▸ Bacaan yang diberikan:
>>

Home Gaya Hidup Tentang SAD di Bukit Dua Belas

Tentang SAD di Bukit Dua Belas

Pangkal Warih Tanah Garo

Ujung Warih Tanah Serengam

Ayik Itam Tanah Bejenang.

Fasih Temanggung Tarib melafazkan pepatah itu. Bahwa Ayik Itam kata lelaki 70 tahun ini, selain menjadi ulayat juga menjadi tempat tinggalnya Jenang --- Penata ulayat; Orang yang paham dengan Ulayat semua Suku Anak Dalam (SAD) meski dia bukan orang SAD, tapi orang Dusun. Sebab Jenang baru ada sejak jaman penjajahan.

<<

▸ Bagian data:
>>

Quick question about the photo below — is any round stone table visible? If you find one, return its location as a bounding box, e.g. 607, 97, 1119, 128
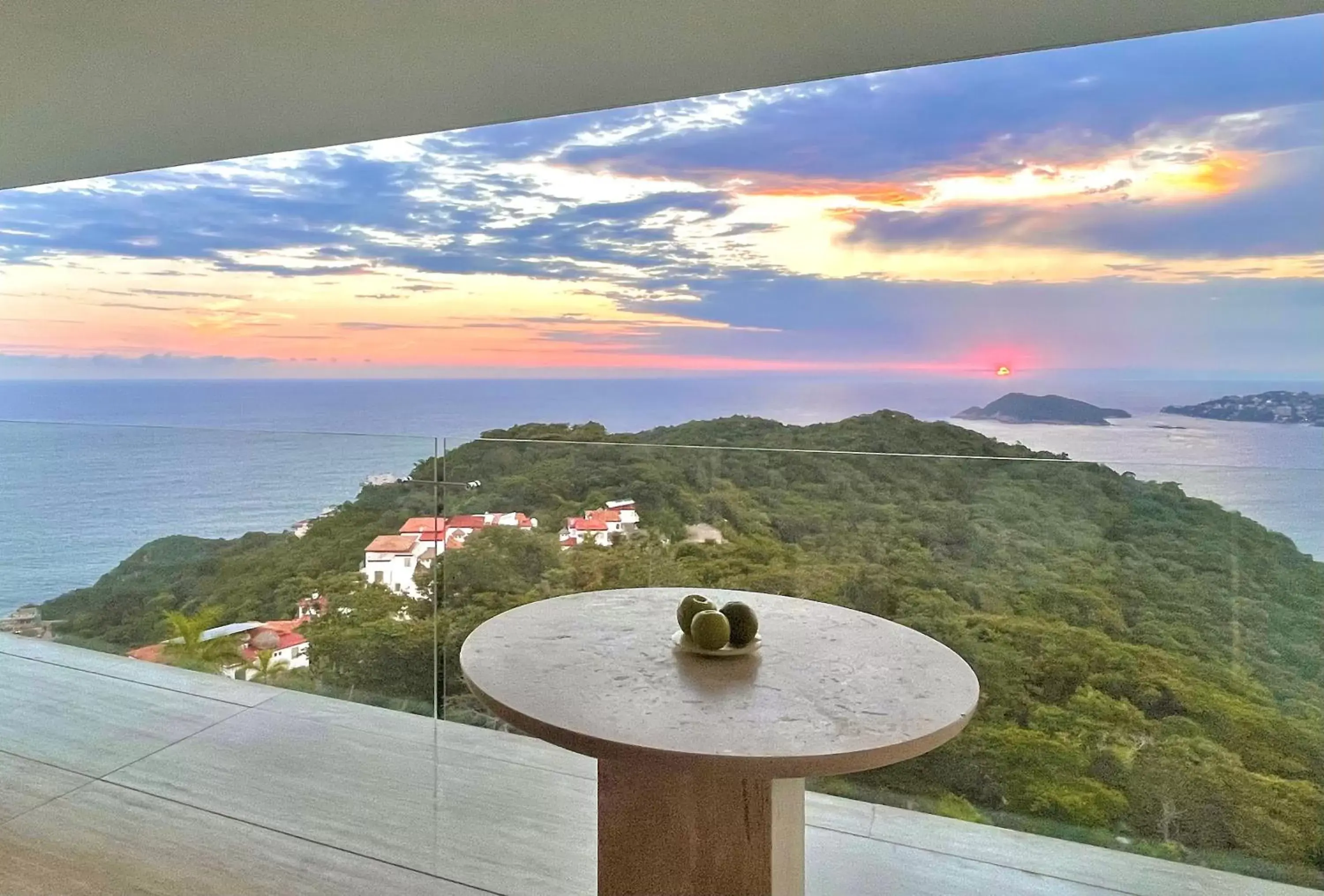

<<

▸ Yang dikerjakan: Mohon jawab: menurut bacaan tentang SAD di Bukit Dua Belas, sejak kapan Jenang ada? Materi di atas tidak ada hubungannya dengan bacaan tentang SAD di Bukit Dua Belas.

▸ Jawaban tugas: Jenang baru ada sejak zaman penjajahan.